▶ _Required task_
Extract every one of the records below verbatim, reproducing each line unchanged.

********************

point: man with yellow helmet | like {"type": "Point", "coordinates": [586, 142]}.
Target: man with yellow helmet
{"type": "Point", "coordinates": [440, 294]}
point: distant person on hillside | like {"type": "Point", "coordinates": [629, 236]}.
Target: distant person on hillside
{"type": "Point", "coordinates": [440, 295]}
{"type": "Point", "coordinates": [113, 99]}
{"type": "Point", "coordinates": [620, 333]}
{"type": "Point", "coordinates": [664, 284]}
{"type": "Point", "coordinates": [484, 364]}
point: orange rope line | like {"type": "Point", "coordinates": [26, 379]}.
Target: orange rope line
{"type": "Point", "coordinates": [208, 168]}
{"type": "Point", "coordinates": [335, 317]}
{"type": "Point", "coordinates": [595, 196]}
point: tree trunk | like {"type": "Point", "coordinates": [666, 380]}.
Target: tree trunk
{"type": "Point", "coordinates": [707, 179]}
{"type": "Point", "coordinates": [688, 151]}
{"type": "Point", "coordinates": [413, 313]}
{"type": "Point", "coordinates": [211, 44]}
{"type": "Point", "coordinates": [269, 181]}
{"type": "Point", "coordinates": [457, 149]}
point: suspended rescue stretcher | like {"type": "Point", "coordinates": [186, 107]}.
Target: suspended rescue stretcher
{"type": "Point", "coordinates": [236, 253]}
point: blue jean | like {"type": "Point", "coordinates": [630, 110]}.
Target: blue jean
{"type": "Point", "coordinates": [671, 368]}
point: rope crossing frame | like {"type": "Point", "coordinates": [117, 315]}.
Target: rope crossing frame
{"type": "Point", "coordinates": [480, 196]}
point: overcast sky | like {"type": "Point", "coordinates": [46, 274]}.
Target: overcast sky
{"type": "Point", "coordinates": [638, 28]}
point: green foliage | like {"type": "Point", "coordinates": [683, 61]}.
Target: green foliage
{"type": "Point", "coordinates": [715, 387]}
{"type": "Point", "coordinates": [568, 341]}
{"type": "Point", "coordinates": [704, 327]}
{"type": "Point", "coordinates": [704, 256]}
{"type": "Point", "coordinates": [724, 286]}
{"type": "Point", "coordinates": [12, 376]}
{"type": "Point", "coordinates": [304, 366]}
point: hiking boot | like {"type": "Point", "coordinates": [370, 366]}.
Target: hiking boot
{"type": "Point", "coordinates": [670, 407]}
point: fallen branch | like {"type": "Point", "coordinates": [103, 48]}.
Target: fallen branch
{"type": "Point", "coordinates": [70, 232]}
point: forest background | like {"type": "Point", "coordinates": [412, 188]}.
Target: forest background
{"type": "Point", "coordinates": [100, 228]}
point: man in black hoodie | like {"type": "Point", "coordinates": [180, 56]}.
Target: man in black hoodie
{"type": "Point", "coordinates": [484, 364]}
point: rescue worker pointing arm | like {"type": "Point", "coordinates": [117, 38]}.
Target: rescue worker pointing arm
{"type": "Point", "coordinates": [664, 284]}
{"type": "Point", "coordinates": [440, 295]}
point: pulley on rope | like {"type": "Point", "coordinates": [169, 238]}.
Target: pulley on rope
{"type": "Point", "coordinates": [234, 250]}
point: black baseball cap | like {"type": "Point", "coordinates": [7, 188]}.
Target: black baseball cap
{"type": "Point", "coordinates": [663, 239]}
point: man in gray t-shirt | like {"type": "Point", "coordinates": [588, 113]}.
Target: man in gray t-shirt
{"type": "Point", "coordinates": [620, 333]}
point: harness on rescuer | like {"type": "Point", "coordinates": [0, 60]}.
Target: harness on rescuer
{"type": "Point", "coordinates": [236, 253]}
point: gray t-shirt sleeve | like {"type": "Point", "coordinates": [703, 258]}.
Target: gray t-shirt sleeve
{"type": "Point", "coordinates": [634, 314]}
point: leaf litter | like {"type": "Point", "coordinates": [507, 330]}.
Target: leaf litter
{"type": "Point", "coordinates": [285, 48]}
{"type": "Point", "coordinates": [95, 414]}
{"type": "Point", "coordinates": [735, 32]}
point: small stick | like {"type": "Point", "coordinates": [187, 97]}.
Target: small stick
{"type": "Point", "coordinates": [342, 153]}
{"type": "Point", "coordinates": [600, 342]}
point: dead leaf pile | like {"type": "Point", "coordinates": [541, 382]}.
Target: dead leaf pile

********************

▶ _Exercise result_
point: man with yellow helmet | like {"type": "Point", "coordinates": [586, 142]}.
Target: man with yellow helmet
{"type": "Point", "coordinates": [440, 294]}
point: distant person on hillside | like {"type": "Point", "coordinates": [629, 236]}.
Target: distant person on hillside
{"type": "Point", "coordinates": [440, 295]}
{"type": "Point", "coordinates": [113, 99]}
{"type": "Point", "coordinates": [620, 333]}
{"type": "Point", "coordinates": [664, 284]}
{"type": "Point", "coordinates": [484, 364]}
point: orange rope line | like {"type": "Point", "coordinates": [26, 379]}.
Target: orange rope line
{"type": "Point", "coordinates": [208, 168]}
{"type": "Point", "coordinates": [335, 317]}
{"type": "Point", "coordinates": [595, 196]}
point: tree trunk | like {"type": "Point", "coordinates": [666, 380]}.
Target: tree trunk
{"type": "Point", "coordinates": [707, 179]}
{"type": "Point", "coordinates": [688, 151]}
{"type": "Point", "coordinates": [413, 313]}
{"type": "Point", "coordinates": [211, 44]}
{"type": "Point", "coordinates": [269, 181]}
{"type": "Point", "coordinates": [457, 149]}
point: suspended rescue stretcher | like {"type": "Point", "coordinates": [186, 107]}.
Target: suspended rescue stretcher
{"type": "Point", "coordinates": [236, 253]}
point: blue jean | like {"type": "Point", "coordinates": [630, 110]}.
Target: blue jean
{"type": "Point", "coordinates": [671, 368]}
point: rope crossing frame | like {"type": "Point", "coordinates": [117, 315]}.
Target: rope crossing frame
{"type": "Point", "coordinates": [480, 196]}
point: overcast sky | like {"type": "Point", "coordinates": [46, 274]}.
Target: overcast sky
{"type": "Point", "coordinates": [638, 28]}
point: green foliage | like {"type": "Point", "coordinates": [683, 61]}.
Target: green foliage
{"type": "Point", "coordinates": [715, 387]}
{"type": "Point", "coordinates": [568, 341]}
{"type": "Point", "coordinates": [704, 327]}
{"type": "Point", "coordinates": [704, 256]}
{"type": "Point", "coordinates": [724, 286]}
{"type": "Point", "coordinates": [12, 376]}
{"type": "Point", "coordinates": [304, 366]}
point: hiking boot | like {"type": "Point", "coordinates": [370, 366]}.
Target: hiking boot
{"type": "Point", "coordinates": [670, 407]}
point: fallen branch | like {"type": "Point", "coordinates": [103, 48]}.
Target: fallen branch
{"type": "Point", "coordinates": [70, 232]}
point: forest background | like {"type": "Point", "coordinates": [412, 188]}.
Target: forest background
{"type": "Point", "coordinates": [100, 228]}
point: man in black hoodie | like {"type": "Point", "coordinates": [180, 56]}.
Target: man in black hoodie
{"type": "Point", "coordinates": [484, 364]}
point: rescue worker pointing arm | like {"type": "Point", "coordinates": [117, 38]}.
Target: rescue worker pointing arm
{"type": "Point", "coordinates": [664, 284]}
{"type": "Point", "coordinates": [440, 295]}
point: pulley on rope | like {"type": "Point", "coordinates": [169, 238]}.
Target: pulley on rope
{"type": "Point", "coordinates": [234, 250]}
point: black baseball cap | like {"type": "Point", "coordinates": [7, 188]}.
Target: black baseball cap
{"type": "Point", "coordinates": [663, 239]}
point: man in gray t-shirt | like {"type": "Point", "coordinates": [588, 113]}.
Target: man in gray t-shirt
{"type": "Point", "coordinates": [620, 333]}
point: harness on rescuer | like {"type": "Point", "coordinates": [0, 60]}.
Target: harness on rescuer
{"type": "Point", "coordinates": [236, 253]}
point: gray t-shirt sleeve | like {"type": "Point", "coordinates": [703, 258]}.
Target: gray t-shirt sleeve
{"type": "Point", "coordinates": [634, 314]}
point: leaf litter | like {"type": "Point", "coordinates": [507, 330]}.
Target: leaf litter
{"type": "Point", "coordinates": [285, 48]}
{"type": "Point", "coordinates": [95, 414]}
{"type": "Point", "coordinates": [735, 32]}
point: small stick | like {"type": "Point", "coordinates": [187, 97]}.
Target: small stick
{"type": "Point", "coordinates": [342, 153]}
{"type": "Point", "coordinates": [600, 342]}
point: dead leaf pile | like {"type": "Point", "coordinates": [541, 382]}.
Target: dead leaf pile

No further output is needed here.